### Provided data:

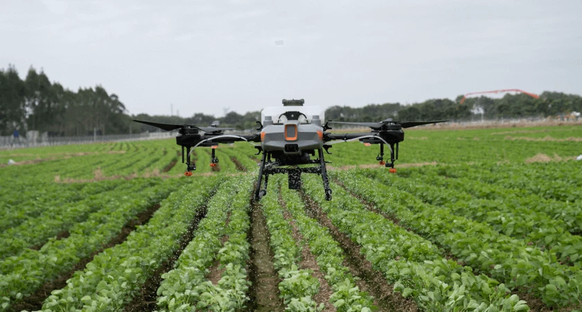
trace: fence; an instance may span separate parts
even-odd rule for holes
[[[0,150],[11,150],[55,145],[83,144],[96,142],[118,142],[122,141],[145,141],[175,137],[173,132],[143,132],[136,135],[89,135],[85,137],[39,137],[36,133],[27,133],[26,137],[0,137]]]

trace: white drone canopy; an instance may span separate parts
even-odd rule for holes
[[[270,106],[261,112],[261,122],[265,124],[265,121],[267,121],[268,123],[269,119],[266,117],[270,117],[274,123],[285,123],[286,117],[281,115],[287,112],[299,112],[304,114],[305,117],[301,116],[299,119],[301,123],[312,123],[314,116],[320,121],[319,123],[326,120],[326,111],[319,106]]]

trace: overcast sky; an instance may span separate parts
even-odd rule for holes
[[[582,94],[581,12],[580,0],[4,1],[0,68],[24,78],[32,65],[73,90],[100,84],[130,114],[171,103],[182,116],[291,98]]]

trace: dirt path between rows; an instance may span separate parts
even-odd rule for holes
[[[198,228],[198,224],[206,216],[206,206],[203,206],[198,209],[188,227],[188,231],[182,236],[178,249],[172,257],[166,259],[159,268],[154,271],[152,276],[146,280],[146,283],[141,287],[141,291],[134,297],[131,302],[125,305],[125,311],[152,311],[157,309],[156,299],[158,297],[157,290],[162,281],[161,275],[174,268],[174,263],[180,257],[184,249],[194,238],[195,232]]]
[[[39,311],[42,307],[42,302],[44,301],[53,291],[61,289],[67,286],[67,280],[73,277],[75,272],[78,270],[84,270],[87,263],[93,261],[93,258],[98,254],[100,252],[107,248],[112,248],[116,245],[121,244],[125,241],[125,239],[130,234],[135,230],[138,225],[142,225],[147,223],[150,218],[152,218],[154,213],[160,207],[159,205],[152,206],[149,209],[140,212],[136,216],[136,218],[129,221],[121,229],[121,232],[117,236],[112,239],[106,244],[103,245],[102,248],[92,253],[90,256],[81,259],[81,261],[73,266],[69,272],[60,275],[56,279],[44,283],[40,288],[32,295],[24,298],[22,301],[15,302],[10,309],[12,311]]]
[[[252,202],[251,243],[249,260],[249,279],[252,285],[249,288],[249,311],[283,311],[283,300],[279,298],[281,281],[273,266],[273,253],[269,245],[270,234],[261,206]]]
[[[224,223],[224,229],[227,229],[229,227],[229,223],[230,223],[230,216],[231,212],[229,211],[228,214],[227,215],[227,220]],[[229,241],[230,237],[224,234],[222,237],[220,238],[220,248],[224,247],[224,243]],[[224,268],[220,268],[220,259],[217,257],[216,259],[214,259],[214,262],[212,263],[212,266],[209,269],[209,273],[206,275],[206,278],[213,285],[218,285],[218,281],[220,280],[220,278],[222,277],[222,273],[224,272]]]
[[[332,223],[331,220],[312,198],[303,191],[299,193],[306,204],[306,213],[316,219],[320,225],[327,227],[333,239],[340,243],[347,256],[344,261],[344,266],[349,268],[354,277],[360,279],[356,281],[356,285],[360,290],[369,292],[374,297],[374,304],[379,308],[379,311],[418,311],[414,301],[394,292],[392,285],[388,284],[380,272],[373,270],[372,263],[360,253],[360,247]]]
[[[316,259],[315,256],[311,253],[311,250],[309,249],[309,245],[308,245],[307,241],[303,238],[303,236],[299,232],[299,229],[297,227],[297,225],[295,224],[293,216],[288,210],[287,210],[285,201],[281,195],[281,191],[279,191],[279,205],[281,205],[281,207],[283,210],[283,217],[291,225],[291,236],[295,241],[299,243],[299,245],[302,246],[301,261],[297,264],[301,269],[312,270],[313,273],[312,273],[312,275],[317,278],[319,281],[319,292],[313,296],[313,300],[317,303],[317,306],[322,303],[325,305],[326,308],[323,310],[323,312],[335,311],[336,311],[335,307],[334,307],[329,301],[330,297],[331,297],[331,295],[333,293],[333,290],[324,278],[324,273],[321,272],[321,270],[319,269],[319,266],[317,265],[317,260]]]

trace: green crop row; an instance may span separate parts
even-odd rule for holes
[[[62,206],[50,206],[37,218],[29,218],[17,227],[7,229],[0,234],[0,259],[18,255],[28,248],[42,245],[49,238],[74,229],[76,225],[97,216],[101,218],[102,210],[115,208],[125,202],[138,199],[138,191],[146,192],[159,187],[161,181],[136,180],[115,189],[89,196],[85,200]],[[71,230],[73,232],[73,230]],[[0,272],[6,272],[0,265]]]
[[[182,180],[183,179],[177,179]],[[64,288],[53,291],[42,310],[119,311],[129,303],[164,261],[178,249],[182,237],[200,214],[218,181],[186,184],[160,203],[150,221],[119,245],[103,250],[77,271]],[[192,192],[192,189],[195,192]]]
[[[344,266],[344,251],[333,239],[329,230],[308,216],[301,199],[296,192],[285,187],[283,185],[281,193],[285,207],[292,215],[299,232],[316,257],[317,266],[333,291],[329,298],[330,302],[341,312],[369,312],[378,309],[373,305],[373,298],[367,293],[360,290],[349,268]]]
[[[17,227],[48,211],[60,210],[61,206],[80,202],[91,196],[107,192],[122,183],[122,180],[115,180],[91,184],[38,183],[35,187],[17,185],[16,187],[23,188],[21,191],[16,192],[6,202],[0,202],[0,232]]]
[[[161,311],[234,311],[244,306],[248,299],[245,262],[249,248],[249,182],[246,177],[229,180],[209,202],[195,237],[180,254],[175,268],[161,277],[157,291]],[[225,235],[228,241],[221,246]],[[216,258],[224,270],[214,285],[206,276]]]
[[[543,168],[538,167],[537,170],[543,171]],[[464,189],[474,196],[496,200],[510,207],[526,207],[534,212],[545,214],[555,220],[563,222],[564,228],[567,231],[572,233],[582,233],[582,214],[580,214],[582,210],[582,203],[547,199],[524,190],[508,188],[495,182],[486,183],[483,181],[486,181],[488,179],[486,175],[484,174],[485,176],[480,177],[479,175],[472,177],[466,173],[468,171],[475,171],[475,169],[466,166],[429,166],[409,170],[407,175],[409,174],[418,177],[427,177],[427,179],[431,178],[431,181],[435,181],[435,183],[438,183],[439,185],[450,185],[454,186],[453,187],[457,187],[458,185],[462,184],[470,184],[471,187]],[[570,171],[575,171],[571,169]],[[520,179],[528,180],[517,171],[515,174],[517,177],[520,177]],[[441,177],[441,179],[439,180],[437,176]]]
[[[549,306],[577,302],[582,273],[576,268],[561,265],[553,254],[500,234],[486,224],[455,216],[446,207],[427,205],[396,186],[391,187],[385,171],[360,172],[357,179],[344,181],[346,187],[446,248],[476,272],[487,274],[510,289],[531,293]]]
[[[565,222],[530,209],[535,203],[524,205],[522,200],[512,201],[511,196],[498,200],[473,198],[468,192],[478,190],[479,186],[468,179],[423,175],[394,182],[398,189],[430,204],[446,206],[455,214],[485,222],[499,232],[549,250],[562,262],[582,266],[582,237],[567,232]]]
[[[375,270],[384,273],[396,291],[412,296],[419,308],[434,311],[529,309],[503,284],[484,275],[475,275],[469,268],[444,259],[430,242],[366,210],[342,189],[336,188],[334,200],[328,202],[315,181],[306,180],[306,192],[332,223],[360,245],[360,252]]]
[[[3,310],[10,301],[33,293],[43,283],[70,270],[81,259],[99,250],[120,233],[128,220],[166,197],[181,182],[176,180],[132,194],[125,200],[119,198],[76,225],[69,237],[51,239],[39,250],[26,250],[19,256],[0,261]]]
[[[276,184],[274,183],[274,184]],[[261,200],[263,214],[271,234],[270,244],[273,250],[273,265],[281,279],[279,288],[286,311],[320,311],[313,296],[319,292],[319,282],[310,270],[300,269],[298,261],[301,248],[291,235],[291,225],[283,218],[283,209],[279,203],[279,192],[270,191]]]

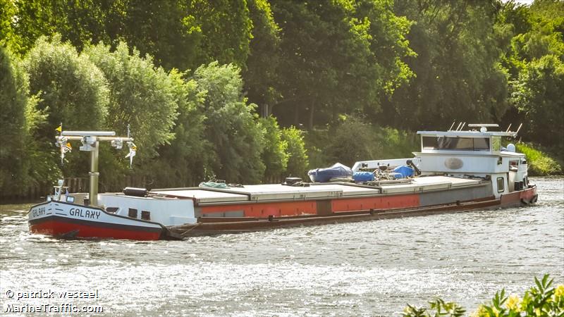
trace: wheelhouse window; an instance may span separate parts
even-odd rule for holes
[[[503,183],[503,178],[498,178],[498,192],[502,192],[505,190]]]
[[[141,219],[150,220],[151,220],[151,213],[145,210],[141,211]]]
[[[137,209],[130,208],[128,216],[129,216],[130,218],[137,218]]]
[[[489,151],[489,138],[422,137],[423,149]]]

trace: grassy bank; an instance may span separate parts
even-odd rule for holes
[[[530,143],[518,142],[515,145],[517,151],[527,156],[529,163],[529,175],[546,176],[562,175],[562,158],[542,151],[541,147]]]

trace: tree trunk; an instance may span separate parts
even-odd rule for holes
[[[294,126],[296,128],[300,127],[300,106],[298,102],[295,103],[294,108]]]
[[[307,123],[307,130],[313,130],[313,115],[315,112],[315,101],[312,101],[312,104],[309,106],[309,122]]]

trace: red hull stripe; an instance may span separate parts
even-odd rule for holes
[[[34,233],[55,236],[63,235],[69,232],[77,231],[75,237],[82,238],[158,240],[161,237],[160,232],[90,227],[78,223],[59,223],[55,220],[49,220],[37,225],[30,225],[30,230]]]
[[[419,194],[379,197],[345,198],[331,201],[333,212],[391,209],[419,206]]]
[[[49,217],[43,217],[39,219],[30,220],[28,220],[27,222],[30,223],[30,225],[33,225],[47,220],[55,220],[58,223],[75,223],[75,224],[87,225],[89,227],[97,227],[97,228],[108,228],[108,229],[147,231],[149,232],[160,232],[161,231],[162,231],[162,228],[159,227],[145,227],[142,225],[123,225],[119,223],[91,221],[83,219],[73,219],[71,218],[61,217],[59,216],[50,216]]]
[[[75,237],[143,240],[159,240],[160,228],[119,225],[51,216],[29,221],[30,230],[35,233],[62,235],[78,230]]]

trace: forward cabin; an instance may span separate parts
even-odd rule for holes
[[[208,182],[87,194],[63,193],[60,183],[49,201],[32,207],[30,228],[73,237],[172,239],[534,204],[525,156],[513,144],[502,147],[502,138],[518,130],[477,124],[463,131],[461,125],[419,131],[421,149],[412,158],[359,161],[352,168],[337,163],[310,170],[312,182]],[[97,147],[99,135],[92,135],[82,136]]]

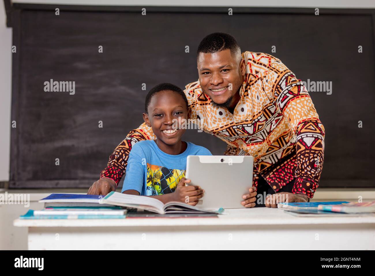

### Objective:
How many lines in the data above contain the string "parts", counting only matches with the same capitalization? Reply with the number alone.

### Written solution:
10